* _Your task_
Return the data below exactly, but only from the line containing "sleeve in the image above." through the line containing "woman in the image above.", with both of those lines included.

* _Dataset excerpts_
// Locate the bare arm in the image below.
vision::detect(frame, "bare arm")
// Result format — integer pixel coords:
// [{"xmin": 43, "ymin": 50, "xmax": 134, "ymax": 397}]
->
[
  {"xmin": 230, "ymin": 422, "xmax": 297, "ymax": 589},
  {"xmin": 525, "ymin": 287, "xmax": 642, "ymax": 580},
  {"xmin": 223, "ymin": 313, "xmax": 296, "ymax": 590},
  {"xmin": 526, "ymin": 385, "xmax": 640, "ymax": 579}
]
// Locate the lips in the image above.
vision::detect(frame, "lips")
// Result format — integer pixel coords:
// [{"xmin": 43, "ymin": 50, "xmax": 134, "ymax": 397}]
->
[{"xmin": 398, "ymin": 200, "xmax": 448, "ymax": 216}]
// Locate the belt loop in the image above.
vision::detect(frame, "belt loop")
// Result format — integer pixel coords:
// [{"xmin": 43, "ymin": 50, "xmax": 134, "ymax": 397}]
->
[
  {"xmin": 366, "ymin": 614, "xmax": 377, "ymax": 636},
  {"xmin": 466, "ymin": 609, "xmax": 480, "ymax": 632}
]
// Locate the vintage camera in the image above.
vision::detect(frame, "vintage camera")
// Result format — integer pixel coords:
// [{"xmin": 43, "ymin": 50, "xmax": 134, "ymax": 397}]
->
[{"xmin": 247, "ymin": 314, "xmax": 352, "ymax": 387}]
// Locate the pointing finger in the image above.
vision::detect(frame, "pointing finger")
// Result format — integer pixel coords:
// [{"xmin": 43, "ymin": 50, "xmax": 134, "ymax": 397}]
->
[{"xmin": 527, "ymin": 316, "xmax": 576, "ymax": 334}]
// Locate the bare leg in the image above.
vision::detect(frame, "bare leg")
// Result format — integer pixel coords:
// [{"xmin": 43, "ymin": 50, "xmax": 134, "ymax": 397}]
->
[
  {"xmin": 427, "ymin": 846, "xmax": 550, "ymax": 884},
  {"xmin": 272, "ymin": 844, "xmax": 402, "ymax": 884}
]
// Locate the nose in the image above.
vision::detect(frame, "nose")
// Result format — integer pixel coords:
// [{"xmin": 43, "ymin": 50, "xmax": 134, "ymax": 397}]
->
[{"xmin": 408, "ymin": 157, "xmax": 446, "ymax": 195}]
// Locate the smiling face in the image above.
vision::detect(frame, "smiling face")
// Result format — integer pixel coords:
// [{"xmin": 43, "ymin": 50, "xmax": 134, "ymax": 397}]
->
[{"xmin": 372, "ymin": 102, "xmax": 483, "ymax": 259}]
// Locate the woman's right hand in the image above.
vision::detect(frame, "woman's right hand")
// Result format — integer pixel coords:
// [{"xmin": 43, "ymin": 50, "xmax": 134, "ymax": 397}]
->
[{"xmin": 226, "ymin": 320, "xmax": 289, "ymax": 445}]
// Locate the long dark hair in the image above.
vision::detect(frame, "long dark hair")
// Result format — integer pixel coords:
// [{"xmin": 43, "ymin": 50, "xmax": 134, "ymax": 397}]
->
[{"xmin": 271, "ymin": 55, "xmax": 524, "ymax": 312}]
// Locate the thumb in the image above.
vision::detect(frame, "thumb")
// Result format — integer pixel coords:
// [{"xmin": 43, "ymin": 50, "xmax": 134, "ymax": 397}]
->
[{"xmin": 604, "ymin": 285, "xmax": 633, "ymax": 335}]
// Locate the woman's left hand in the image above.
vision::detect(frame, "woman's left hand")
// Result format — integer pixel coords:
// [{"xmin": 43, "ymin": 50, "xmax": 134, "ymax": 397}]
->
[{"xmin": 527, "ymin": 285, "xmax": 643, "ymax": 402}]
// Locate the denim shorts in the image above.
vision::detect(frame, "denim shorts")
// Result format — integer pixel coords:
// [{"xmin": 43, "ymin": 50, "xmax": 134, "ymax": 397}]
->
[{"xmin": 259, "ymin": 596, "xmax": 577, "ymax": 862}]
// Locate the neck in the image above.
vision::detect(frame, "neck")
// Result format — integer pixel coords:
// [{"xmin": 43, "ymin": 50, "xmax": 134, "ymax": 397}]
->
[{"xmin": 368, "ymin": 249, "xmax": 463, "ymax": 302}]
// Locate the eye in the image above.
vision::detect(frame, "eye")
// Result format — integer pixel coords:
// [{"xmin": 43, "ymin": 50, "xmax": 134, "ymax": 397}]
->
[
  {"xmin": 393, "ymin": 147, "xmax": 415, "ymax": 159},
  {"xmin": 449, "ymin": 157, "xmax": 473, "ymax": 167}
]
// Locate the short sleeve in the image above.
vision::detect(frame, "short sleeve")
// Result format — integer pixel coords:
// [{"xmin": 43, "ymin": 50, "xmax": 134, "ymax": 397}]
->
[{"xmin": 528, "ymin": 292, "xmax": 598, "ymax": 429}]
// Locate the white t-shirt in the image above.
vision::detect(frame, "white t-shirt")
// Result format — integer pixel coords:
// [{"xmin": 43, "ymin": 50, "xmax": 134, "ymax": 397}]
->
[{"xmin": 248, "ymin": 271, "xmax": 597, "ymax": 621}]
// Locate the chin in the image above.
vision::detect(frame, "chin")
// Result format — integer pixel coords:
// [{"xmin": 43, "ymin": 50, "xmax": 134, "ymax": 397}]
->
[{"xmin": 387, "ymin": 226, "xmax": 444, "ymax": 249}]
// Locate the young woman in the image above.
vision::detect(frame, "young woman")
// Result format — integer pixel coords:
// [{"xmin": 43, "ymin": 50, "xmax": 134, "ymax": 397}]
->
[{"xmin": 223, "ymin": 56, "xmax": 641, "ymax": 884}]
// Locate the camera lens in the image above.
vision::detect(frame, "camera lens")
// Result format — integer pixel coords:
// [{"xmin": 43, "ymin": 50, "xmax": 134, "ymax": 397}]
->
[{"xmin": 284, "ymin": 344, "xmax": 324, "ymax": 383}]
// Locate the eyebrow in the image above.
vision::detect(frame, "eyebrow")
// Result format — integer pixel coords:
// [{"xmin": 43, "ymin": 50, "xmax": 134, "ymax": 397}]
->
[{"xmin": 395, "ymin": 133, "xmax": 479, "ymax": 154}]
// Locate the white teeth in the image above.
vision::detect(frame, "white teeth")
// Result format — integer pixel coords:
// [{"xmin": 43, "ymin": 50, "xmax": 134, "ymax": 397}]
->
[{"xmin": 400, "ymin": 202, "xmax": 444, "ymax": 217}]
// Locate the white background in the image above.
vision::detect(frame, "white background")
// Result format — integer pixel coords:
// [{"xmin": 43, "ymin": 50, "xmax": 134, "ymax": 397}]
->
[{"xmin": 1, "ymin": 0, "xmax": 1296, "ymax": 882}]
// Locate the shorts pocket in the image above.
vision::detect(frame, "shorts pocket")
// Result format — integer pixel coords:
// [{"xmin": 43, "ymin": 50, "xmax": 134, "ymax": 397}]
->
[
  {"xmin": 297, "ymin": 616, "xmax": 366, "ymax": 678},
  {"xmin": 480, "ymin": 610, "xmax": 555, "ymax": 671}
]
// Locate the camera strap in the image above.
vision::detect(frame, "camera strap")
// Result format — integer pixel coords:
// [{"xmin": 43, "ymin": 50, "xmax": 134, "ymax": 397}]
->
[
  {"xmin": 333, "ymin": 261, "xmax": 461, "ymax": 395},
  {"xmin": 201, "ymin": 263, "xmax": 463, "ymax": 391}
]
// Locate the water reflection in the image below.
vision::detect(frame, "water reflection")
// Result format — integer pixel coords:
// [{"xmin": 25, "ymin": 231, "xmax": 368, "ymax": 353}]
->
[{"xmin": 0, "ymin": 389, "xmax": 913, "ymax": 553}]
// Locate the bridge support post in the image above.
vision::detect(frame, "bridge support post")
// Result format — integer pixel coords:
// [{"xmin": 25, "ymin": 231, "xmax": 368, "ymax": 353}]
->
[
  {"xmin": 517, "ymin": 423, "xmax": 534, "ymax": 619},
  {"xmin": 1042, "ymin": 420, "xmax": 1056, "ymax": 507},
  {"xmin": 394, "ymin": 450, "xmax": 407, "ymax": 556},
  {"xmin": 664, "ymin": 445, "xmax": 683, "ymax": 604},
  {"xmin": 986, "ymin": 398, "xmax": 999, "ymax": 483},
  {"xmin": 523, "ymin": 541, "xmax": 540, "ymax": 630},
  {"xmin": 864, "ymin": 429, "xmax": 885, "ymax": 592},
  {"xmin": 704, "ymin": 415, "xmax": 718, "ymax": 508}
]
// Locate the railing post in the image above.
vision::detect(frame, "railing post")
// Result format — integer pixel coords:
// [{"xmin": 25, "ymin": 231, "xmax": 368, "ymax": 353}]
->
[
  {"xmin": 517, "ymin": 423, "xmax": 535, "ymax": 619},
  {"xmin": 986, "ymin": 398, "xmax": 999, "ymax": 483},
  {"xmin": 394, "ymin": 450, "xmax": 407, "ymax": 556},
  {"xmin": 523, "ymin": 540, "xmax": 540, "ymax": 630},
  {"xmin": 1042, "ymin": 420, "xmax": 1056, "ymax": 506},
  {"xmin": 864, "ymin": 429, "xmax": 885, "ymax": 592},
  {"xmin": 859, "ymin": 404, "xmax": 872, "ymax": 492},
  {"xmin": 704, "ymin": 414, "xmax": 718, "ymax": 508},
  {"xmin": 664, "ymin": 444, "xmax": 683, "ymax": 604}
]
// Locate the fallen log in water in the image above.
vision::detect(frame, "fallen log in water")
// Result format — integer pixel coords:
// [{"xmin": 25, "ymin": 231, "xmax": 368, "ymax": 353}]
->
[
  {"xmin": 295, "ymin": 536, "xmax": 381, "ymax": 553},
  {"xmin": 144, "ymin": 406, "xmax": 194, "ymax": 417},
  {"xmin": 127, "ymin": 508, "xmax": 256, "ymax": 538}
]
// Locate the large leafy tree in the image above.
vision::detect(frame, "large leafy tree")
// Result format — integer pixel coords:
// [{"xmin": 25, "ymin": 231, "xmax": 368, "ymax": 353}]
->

* _Result of this task_
// Locate the short sleeve in the image above.
vision::detect(frame, "short sleeve")
// Result format — integer pixel coords:
// [{"xmin": 43, "ymin": 50, "xmax": 134, "ymax": 397}]
->
[{"xmin": 528, "ymin": 292, "xmax": 598, "ymax": 429}]
// Locate the white t-shirt in the image above.
vision::detect(frame, "white t-shirt")
// Result format — integer pixel coords:
// [{"xmin": 43, "ymin": 50, "xmax": 134, "ymax": 397}]
->
[{"xmin": 248, "ymin": 271, "xmax": 597, "ymax": 621}]
// Locate the chin in the image above.
vision::detect(frame, "chin")
// Result format — integer pixel coords:
// [{"xmin": 43, "ymin": 50, "xmax": 134, "ymax": 397}]
->
[{"xmin": 387, "ymin": 226, "xmax": 444, "ymax": 249}]
// Locate the young woman in the image above.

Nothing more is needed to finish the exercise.